◆ Instructions to follow
What lines in the material hold the string "below"? Copy out each of them.

◆ Material for the task
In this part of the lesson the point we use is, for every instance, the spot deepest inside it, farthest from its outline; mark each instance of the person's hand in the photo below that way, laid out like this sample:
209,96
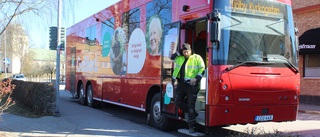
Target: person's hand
193,81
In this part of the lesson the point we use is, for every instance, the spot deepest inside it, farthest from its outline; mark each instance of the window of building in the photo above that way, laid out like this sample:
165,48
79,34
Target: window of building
312,65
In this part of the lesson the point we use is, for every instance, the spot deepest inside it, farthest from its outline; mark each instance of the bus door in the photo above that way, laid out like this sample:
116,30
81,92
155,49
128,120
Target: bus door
72,80
196,35
171,35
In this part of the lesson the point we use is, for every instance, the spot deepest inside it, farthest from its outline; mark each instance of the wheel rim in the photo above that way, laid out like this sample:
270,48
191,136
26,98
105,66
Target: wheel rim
157,112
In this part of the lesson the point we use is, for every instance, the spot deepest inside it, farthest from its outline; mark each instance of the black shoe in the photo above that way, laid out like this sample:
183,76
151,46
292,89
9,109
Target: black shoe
191,130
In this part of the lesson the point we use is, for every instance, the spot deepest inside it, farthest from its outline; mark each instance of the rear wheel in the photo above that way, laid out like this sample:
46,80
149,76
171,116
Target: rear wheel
82,97
156,119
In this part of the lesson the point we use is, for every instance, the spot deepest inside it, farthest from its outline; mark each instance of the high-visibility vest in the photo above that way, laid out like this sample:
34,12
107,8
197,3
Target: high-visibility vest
194,66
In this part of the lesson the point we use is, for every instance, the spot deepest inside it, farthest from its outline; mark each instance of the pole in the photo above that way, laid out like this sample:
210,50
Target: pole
58,57
5,53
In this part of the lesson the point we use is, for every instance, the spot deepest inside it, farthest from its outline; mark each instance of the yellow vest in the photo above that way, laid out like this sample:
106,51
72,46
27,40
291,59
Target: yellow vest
194,66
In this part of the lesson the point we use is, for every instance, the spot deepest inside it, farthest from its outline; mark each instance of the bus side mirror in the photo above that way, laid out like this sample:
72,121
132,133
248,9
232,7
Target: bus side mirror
214,18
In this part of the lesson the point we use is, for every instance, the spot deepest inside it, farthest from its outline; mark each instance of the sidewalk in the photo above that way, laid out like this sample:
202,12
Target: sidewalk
310,109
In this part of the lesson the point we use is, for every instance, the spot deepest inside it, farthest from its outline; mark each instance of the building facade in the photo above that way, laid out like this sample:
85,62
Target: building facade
306,15
14,45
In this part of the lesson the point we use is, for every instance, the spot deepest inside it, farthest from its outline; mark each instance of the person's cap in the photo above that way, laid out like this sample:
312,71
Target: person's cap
186,46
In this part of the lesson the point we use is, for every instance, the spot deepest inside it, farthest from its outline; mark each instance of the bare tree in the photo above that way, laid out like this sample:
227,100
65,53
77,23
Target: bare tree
11,9
49,68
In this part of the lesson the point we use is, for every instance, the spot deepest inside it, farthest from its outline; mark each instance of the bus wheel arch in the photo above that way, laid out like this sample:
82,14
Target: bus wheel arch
81,93
89,93
154,118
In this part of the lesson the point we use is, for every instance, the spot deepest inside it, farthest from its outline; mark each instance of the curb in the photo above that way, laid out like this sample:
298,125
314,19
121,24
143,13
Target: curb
310,112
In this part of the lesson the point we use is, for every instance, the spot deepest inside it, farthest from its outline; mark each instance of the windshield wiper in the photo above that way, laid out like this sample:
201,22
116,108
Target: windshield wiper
287,63
249,63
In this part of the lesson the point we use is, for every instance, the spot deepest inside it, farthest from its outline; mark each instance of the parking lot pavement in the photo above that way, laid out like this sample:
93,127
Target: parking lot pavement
76,120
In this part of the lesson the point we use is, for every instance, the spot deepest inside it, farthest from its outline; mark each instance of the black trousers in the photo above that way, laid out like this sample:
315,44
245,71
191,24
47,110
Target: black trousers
185,99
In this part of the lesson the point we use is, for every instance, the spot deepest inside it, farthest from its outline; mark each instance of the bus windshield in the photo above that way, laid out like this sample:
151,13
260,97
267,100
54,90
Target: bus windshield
254,30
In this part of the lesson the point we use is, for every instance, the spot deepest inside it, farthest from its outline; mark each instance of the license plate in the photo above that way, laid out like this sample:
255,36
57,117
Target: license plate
263,118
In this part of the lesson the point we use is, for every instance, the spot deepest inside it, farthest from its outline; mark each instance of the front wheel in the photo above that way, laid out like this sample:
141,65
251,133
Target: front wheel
156,119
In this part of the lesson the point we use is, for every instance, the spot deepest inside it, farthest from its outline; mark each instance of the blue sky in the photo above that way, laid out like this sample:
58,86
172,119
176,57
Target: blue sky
83,9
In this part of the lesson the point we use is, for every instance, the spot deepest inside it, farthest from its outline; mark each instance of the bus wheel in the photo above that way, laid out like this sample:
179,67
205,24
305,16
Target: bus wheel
90,101
156,119
82,98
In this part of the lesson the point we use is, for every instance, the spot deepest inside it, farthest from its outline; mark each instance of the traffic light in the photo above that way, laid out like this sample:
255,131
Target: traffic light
63,38
53,38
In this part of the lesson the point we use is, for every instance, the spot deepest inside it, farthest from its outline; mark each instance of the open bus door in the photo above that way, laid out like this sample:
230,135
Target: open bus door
171,35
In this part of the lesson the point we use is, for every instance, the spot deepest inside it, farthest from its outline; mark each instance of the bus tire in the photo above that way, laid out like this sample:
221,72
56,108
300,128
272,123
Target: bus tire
156,119
82,97
90,101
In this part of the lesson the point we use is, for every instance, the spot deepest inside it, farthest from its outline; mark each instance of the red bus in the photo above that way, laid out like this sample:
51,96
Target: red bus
120,55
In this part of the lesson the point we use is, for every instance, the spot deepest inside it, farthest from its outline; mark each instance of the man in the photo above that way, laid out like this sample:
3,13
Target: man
188,70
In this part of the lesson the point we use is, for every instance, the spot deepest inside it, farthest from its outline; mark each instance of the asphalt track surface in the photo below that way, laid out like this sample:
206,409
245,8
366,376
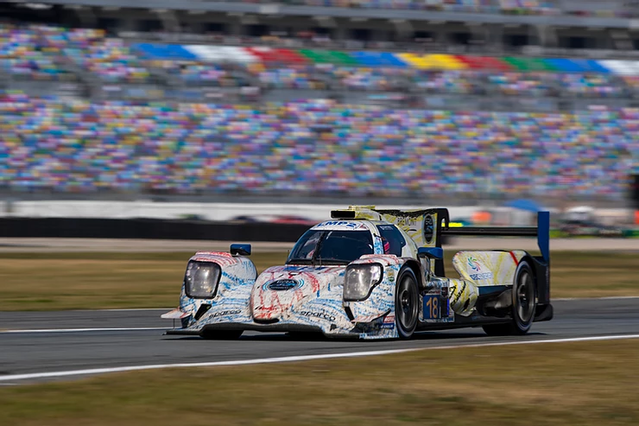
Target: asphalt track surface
37,342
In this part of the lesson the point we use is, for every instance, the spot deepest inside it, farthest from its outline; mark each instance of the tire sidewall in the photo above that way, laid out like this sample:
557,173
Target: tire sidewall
520,326
402,331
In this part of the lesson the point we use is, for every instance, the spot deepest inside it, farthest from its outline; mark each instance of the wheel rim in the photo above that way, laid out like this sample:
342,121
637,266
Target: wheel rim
525,297
407,304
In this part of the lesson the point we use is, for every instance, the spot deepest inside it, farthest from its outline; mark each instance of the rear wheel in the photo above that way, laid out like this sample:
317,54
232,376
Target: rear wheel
524,304
406,304
209,334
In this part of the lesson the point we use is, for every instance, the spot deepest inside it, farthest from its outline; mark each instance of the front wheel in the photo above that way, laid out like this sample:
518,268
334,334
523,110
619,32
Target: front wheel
524,304
406,304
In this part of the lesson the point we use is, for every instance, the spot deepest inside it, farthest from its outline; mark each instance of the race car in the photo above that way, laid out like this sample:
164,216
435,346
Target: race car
370,274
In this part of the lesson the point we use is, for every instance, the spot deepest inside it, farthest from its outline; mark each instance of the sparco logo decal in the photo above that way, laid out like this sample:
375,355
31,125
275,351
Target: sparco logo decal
322,315
225,313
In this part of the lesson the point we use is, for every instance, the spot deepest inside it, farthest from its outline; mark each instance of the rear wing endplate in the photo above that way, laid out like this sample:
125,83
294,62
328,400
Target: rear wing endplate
541,231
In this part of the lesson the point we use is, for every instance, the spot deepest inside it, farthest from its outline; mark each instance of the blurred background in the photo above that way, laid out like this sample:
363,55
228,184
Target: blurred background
249,119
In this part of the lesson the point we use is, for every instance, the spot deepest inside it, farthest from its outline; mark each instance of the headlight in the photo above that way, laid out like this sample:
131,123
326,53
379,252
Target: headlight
201,279
360,279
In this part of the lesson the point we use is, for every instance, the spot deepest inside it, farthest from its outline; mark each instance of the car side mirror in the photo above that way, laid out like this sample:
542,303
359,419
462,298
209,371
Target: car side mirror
431,252
240,249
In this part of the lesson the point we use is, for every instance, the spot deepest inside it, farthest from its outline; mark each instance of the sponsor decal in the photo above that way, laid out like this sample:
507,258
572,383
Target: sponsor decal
283,285
318,314
484,276
342,223
225,313
474,264
390,275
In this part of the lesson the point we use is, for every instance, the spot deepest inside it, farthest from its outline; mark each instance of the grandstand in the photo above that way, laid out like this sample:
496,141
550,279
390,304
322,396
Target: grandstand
102,110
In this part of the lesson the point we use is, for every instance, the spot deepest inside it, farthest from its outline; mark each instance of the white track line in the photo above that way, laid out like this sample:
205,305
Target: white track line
56,374
82,330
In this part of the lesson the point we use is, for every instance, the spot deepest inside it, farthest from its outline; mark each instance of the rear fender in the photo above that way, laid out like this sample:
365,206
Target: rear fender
487,268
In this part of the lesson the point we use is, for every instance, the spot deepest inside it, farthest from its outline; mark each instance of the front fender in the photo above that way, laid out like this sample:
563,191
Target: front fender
381,302
231,301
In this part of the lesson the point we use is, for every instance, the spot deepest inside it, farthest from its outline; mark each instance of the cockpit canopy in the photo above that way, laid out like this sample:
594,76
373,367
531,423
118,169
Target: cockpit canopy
331,247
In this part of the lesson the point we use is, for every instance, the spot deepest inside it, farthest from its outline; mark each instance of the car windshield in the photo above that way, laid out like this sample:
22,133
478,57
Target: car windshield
331,247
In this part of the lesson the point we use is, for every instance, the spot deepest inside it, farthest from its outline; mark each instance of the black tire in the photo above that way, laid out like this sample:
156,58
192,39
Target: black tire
209,334
406,303
524,304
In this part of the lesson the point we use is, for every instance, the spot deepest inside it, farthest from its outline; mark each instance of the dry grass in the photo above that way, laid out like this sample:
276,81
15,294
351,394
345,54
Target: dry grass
550,384
53,281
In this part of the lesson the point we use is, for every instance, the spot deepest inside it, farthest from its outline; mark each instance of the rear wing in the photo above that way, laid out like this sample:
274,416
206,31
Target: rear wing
541,264
541,232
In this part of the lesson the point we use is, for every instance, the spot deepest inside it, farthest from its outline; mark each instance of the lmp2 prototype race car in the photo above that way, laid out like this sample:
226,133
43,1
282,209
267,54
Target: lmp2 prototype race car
370,274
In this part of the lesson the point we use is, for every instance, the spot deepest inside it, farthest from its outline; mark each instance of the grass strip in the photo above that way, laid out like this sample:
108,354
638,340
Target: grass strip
57,281
585,384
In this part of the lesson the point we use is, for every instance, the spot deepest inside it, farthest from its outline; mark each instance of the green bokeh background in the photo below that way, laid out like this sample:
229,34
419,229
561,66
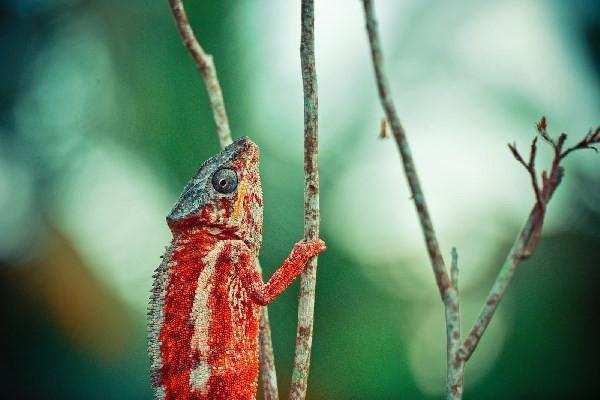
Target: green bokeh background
103,119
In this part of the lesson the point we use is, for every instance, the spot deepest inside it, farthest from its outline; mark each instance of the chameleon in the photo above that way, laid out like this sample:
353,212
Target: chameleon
203,316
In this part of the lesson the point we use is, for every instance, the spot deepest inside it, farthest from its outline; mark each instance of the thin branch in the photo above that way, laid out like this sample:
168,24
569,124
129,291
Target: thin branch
306,300
208,72
385,96
529,236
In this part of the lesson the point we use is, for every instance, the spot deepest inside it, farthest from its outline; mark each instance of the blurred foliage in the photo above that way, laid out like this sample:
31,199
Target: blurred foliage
103,118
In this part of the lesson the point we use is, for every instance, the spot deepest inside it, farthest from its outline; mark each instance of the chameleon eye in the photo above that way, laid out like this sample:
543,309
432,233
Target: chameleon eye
224,180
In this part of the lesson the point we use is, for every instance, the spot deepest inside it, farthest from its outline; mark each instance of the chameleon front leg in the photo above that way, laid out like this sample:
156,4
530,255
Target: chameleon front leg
263,293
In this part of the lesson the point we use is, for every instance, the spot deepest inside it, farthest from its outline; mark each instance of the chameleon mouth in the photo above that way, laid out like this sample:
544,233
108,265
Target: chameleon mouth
239,203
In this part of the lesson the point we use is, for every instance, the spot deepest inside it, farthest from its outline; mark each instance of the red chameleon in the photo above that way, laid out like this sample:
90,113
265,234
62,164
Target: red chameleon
204,308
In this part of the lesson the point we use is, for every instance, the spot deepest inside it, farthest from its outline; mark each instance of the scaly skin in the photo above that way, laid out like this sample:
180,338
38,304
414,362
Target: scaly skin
204,309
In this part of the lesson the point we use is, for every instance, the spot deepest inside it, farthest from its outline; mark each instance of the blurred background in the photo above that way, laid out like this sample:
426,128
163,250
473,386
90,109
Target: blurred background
103,119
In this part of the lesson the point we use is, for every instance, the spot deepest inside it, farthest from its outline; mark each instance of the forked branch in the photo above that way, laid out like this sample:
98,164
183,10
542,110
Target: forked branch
529,236
306,299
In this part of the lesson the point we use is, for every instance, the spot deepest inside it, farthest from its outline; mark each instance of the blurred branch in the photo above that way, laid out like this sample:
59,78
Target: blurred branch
207,69
208,72
385,96
529,236
306,300
458,354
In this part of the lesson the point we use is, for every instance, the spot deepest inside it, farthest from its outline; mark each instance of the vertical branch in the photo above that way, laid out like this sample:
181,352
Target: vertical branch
306,301
455,366
410,170
208,72
207,69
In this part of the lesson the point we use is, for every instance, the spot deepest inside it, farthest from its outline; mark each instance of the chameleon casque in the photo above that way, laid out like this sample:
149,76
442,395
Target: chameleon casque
203,316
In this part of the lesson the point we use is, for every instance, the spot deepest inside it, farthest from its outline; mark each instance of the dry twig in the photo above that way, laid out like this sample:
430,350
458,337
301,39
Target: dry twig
306,300
208,72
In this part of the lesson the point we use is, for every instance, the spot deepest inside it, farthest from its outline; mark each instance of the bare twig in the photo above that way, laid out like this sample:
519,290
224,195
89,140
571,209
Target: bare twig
525,244
385,96
306,301
455,366
208,72
528,237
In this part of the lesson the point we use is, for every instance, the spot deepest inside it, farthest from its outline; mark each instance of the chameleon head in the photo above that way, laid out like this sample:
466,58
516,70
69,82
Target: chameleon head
224,196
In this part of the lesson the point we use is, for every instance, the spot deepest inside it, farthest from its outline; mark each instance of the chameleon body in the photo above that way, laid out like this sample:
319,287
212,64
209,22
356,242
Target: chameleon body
204,309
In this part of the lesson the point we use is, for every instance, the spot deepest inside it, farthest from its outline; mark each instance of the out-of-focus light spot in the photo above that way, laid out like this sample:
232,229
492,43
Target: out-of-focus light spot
463,91
427,348
108,206
18,225
71,97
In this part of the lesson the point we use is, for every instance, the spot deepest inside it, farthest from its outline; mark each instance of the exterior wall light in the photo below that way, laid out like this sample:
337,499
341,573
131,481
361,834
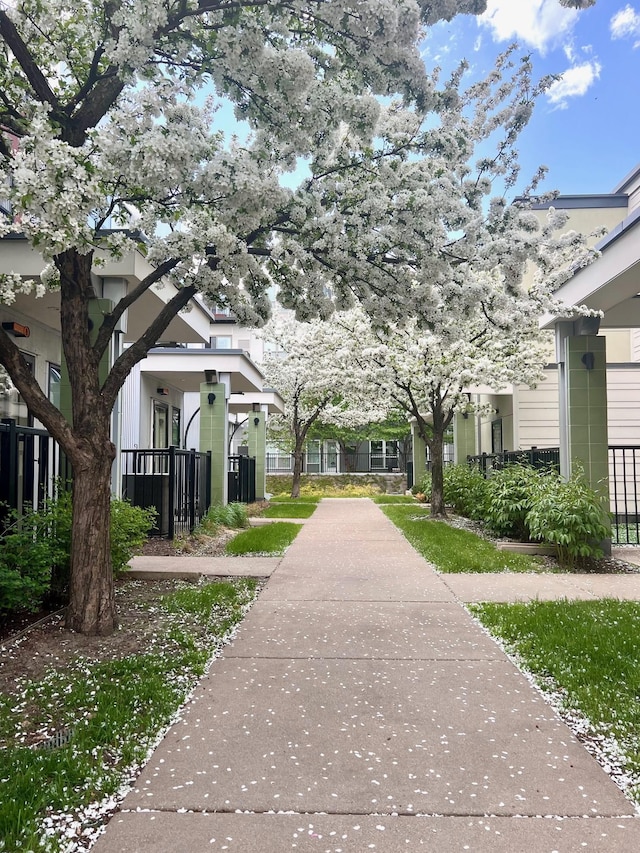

◆ Task output
In this part of the lesson the point we use is, for every instance, the spot deepest inside it, farthest from its outline; mark each instance of the person's hand in the photo below that way, laid out like this sample:
In this part of the lesson the point we use is, for every instance, the spot deepest inside it, farthest from its outline; mark each instance of the asphalt track surface in the photo below that way, laid out like this sample:
In this part of the lesson the point we use is, for every instance, the spot deepest inside it, farthest from its outline; mark each instance of the green bokeh background in the photo below that way, laid out like this sample:
In this part of the lesson the point we use is, for every instance, the spot deepest inside it, farthest from its outline; mark each instance of the exterior wall light in the photo below that way, laid out like this sample:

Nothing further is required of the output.